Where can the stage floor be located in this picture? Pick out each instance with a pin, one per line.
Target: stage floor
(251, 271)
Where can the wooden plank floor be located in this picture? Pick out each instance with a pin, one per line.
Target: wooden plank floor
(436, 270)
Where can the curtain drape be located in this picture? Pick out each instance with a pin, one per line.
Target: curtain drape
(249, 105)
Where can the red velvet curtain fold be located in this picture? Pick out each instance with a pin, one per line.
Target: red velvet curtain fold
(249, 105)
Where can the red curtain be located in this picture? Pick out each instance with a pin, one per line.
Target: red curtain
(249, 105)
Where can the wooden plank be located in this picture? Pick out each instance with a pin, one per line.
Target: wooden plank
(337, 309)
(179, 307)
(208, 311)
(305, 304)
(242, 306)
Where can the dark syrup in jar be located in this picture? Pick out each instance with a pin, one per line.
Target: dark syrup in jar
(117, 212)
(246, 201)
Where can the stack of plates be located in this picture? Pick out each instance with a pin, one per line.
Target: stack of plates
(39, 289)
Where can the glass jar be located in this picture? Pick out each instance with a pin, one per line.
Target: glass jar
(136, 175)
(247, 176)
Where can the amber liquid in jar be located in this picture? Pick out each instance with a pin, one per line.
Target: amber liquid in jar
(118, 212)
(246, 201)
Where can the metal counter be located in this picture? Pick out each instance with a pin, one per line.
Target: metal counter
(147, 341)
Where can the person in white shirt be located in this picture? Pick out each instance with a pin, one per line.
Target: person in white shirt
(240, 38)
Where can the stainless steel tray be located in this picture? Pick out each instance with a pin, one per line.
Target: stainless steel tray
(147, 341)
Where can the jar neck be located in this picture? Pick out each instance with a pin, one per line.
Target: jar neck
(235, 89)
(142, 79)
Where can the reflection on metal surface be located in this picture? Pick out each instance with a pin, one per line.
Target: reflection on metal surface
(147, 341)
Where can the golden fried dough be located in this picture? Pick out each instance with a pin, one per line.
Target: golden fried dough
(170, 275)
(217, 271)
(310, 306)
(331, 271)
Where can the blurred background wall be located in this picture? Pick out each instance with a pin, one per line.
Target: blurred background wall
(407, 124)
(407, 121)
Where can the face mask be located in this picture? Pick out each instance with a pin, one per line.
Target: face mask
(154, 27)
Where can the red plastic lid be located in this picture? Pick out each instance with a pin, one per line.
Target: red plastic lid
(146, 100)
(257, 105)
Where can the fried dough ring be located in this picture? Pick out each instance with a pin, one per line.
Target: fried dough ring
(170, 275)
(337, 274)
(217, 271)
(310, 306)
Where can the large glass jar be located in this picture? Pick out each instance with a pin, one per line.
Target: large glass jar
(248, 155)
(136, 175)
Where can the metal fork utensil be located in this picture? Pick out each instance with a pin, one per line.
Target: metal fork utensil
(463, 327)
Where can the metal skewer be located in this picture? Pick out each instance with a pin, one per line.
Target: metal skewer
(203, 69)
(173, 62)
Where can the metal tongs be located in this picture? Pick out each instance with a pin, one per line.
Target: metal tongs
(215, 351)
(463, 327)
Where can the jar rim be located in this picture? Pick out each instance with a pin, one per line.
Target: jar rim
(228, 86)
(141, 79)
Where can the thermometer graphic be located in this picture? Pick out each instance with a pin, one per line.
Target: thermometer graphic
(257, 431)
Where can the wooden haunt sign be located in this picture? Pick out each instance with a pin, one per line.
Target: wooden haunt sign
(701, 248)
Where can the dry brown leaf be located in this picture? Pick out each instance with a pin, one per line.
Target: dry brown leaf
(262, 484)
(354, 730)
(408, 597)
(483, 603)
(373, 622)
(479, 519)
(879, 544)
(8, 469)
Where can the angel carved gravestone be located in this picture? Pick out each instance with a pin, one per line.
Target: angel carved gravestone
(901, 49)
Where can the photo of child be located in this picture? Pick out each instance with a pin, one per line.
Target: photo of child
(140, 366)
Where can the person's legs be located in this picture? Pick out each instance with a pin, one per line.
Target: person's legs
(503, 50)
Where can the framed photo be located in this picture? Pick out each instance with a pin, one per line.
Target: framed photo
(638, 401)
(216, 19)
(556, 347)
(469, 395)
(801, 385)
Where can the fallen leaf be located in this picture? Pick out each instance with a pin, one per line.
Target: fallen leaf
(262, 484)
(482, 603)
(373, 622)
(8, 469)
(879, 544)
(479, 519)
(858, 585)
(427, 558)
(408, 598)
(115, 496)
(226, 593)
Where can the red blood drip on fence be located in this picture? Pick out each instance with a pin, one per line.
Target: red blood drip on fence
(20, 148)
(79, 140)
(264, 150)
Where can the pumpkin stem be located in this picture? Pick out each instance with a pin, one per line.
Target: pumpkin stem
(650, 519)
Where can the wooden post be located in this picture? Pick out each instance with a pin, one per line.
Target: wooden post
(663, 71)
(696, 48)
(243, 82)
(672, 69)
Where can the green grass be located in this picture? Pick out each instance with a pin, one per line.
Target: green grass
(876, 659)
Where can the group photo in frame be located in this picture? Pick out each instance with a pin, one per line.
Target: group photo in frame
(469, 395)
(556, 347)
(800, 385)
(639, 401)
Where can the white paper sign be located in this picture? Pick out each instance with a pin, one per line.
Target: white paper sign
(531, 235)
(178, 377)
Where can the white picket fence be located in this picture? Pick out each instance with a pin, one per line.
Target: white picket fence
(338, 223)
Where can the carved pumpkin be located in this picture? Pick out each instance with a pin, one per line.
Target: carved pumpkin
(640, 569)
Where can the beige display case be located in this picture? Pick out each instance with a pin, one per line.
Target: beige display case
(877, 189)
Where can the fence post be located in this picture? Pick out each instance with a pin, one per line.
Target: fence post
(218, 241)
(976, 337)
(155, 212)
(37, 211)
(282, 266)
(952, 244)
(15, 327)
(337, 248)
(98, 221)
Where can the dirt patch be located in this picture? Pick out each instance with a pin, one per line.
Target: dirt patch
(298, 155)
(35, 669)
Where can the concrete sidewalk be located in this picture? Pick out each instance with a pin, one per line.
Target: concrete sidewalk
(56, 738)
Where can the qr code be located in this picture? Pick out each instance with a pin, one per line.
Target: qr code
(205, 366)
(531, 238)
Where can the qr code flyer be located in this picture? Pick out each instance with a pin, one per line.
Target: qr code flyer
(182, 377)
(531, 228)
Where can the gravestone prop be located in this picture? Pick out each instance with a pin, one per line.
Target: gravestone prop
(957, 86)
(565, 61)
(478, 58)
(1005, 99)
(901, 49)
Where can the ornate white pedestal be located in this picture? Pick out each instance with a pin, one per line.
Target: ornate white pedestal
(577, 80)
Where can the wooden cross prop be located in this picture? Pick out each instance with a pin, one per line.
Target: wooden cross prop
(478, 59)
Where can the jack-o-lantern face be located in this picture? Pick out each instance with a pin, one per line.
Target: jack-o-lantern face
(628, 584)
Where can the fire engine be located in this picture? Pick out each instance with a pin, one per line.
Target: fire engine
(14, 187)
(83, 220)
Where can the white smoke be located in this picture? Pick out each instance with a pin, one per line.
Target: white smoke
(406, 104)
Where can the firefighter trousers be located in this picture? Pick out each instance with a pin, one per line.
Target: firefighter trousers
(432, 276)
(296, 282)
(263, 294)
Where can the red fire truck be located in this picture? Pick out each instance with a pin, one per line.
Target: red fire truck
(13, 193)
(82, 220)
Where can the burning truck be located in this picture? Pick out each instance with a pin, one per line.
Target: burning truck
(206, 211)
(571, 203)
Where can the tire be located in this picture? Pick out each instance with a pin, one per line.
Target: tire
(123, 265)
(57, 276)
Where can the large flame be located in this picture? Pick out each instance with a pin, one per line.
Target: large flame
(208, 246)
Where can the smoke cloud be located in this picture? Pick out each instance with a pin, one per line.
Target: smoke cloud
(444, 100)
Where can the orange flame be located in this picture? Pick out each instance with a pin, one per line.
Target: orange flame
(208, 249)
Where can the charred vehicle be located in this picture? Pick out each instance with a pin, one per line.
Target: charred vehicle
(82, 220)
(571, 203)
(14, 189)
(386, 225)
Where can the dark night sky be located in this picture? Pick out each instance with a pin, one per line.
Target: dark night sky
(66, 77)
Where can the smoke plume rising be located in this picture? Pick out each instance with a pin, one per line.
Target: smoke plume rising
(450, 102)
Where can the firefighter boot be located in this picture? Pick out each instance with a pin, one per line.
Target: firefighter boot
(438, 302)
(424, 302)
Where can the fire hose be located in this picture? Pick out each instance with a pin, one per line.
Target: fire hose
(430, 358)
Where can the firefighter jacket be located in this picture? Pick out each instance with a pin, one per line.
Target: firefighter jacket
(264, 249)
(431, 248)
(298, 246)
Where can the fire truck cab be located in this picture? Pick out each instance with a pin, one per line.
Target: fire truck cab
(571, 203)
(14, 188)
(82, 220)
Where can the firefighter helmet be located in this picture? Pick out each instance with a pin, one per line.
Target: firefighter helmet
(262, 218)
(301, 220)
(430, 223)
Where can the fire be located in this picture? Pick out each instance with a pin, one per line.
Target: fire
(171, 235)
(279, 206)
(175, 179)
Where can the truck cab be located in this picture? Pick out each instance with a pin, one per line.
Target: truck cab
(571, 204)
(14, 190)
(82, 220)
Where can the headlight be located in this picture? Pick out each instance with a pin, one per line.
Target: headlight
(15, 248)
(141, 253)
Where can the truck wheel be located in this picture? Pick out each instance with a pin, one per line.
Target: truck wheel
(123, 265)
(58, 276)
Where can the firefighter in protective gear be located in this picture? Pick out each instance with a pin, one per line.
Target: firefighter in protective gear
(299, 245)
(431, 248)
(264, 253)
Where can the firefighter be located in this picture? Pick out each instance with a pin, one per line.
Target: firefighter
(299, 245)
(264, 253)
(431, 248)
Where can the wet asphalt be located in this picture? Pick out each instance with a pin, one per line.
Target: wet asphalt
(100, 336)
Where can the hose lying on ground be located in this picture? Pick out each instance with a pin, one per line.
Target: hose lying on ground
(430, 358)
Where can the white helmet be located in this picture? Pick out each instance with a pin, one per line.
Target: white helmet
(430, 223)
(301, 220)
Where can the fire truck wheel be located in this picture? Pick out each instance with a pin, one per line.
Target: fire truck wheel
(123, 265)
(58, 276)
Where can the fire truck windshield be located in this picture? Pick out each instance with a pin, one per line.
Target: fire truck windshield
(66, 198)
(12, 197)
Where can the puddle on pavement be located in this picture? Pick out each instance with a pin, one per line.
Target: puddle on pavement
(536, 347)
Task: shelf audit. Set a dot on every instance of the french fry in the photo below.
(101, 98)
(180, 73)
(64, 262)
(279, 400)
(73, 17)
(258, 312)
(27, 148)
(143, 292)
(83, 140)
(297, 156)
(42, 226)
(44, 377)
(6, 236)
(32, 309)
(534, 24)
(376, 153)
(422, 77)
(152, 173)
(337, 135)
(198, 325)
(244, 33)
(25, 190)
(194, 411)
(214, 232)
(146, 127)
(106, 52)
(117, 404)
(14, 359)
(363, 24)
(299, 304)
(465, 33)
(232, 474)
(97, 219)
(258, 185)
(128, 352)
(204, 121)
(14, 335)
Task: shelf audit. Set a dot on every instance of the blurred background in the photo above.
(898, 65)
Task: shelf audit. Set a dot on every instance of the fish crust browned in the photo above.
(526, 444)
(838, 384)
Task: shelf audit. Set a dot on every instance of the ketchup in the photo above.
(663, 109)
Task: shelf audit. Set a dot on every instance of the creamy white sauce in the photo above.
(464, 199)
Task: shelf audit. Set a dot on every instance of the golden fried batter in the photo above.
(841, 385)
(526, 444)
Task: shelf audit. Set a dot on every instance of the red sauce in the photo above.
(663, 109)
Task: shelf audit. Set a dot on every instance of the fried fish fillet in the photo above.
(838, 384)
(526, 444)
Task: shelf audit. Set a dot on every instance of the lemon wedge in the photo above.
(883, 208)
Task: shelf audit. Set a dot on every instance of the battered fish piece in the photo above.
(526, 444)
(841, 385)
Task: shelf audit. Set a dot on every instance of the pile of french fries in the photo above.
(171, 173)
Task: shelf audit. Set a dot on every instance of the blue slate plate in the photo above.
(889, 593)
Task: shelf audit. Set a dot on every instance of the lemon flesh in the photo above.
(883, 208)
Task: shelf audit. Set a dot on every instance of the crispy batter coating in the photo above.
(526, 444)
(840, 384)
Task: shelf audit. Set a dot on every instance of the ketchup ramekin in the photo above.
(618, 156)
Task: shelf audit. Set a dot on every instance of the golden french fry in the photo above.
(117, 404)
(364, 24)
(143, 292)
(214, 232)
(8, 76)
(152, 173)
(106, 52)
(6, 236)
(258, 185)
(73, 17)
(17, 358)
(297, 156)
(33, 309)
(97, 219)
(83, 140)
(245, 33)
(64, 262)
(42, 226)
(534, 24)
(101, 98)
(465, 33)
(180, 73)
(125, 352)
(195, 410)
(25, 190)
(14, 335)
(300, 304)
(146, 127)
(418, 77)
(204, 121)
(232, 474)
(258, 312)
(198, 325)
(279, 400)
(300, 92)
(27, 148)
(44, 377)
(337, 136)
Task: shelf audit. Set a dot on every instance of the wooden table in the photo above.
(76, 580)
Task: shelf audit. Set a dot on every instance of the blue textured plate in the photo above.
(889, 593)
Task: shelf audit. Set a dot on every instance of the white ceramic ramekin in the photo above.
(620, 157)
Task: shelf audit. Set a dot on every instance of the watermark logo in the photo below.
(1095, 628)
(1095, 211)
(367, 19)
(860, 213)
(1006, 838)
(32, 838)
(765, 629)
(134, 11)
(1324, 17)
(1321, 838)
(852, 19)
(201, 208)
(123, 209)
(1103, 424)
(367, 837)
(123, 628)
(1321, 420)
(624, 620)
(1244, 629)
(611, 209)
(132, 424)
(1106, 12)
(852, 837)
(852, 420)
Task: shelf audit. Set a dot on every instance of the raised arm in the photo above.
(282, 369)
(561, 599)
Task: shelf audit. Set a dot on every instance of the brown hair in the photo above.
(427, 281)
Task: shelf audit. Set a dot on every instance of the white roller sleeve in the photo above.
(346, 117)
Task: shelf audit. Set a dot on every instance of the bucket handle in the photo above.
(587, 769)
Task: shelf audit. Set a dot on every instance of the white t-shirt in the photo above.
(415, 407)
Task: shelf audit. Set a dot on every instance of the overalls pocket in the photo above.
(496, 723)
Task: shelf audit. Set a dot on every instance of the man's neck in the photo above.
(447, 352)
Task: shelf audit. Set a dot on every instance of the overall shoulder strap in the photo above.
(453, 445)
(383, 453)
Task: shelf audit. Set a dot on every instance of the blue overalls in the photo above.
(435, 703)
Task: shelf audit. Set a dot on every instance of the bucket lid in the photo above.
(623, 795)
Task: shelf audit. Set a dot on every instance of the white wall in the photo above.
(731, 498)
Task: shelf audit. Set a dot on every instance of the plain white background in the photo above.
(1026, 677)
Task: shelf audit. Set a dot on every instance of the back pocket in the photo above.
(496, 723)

# [Task objective]
Replace "Set a dot" with "Place a pin" in the entries that begin at the line containing "neck in the photo above." and stop after the line containing "(1026, 677)". Give only those lines, with everything else unchanged.

# [Finished answer]
Task: shelf audit. Place a pin on every instance of the man's neck in the photo above.
(447, 352)
Task: shelf audit. Place a pin on every instance of the overall shoulder strap in the photo above.
(453, 445)
(383, 453)
Task: shelf audit. Place a pin on every instance of the blue overalls in the photo above.
(435, 703)
Task: shelf audit. Place a pin on every instance of the bucket lid in the photo above.
(623, 795)
Task: shelf audit. Place a pin on every instance of the white wall in the photo above.
(731, 498)
Task: shelf audit. Place a pin on every instance of the plain white background in the photo above.
(1026, 677)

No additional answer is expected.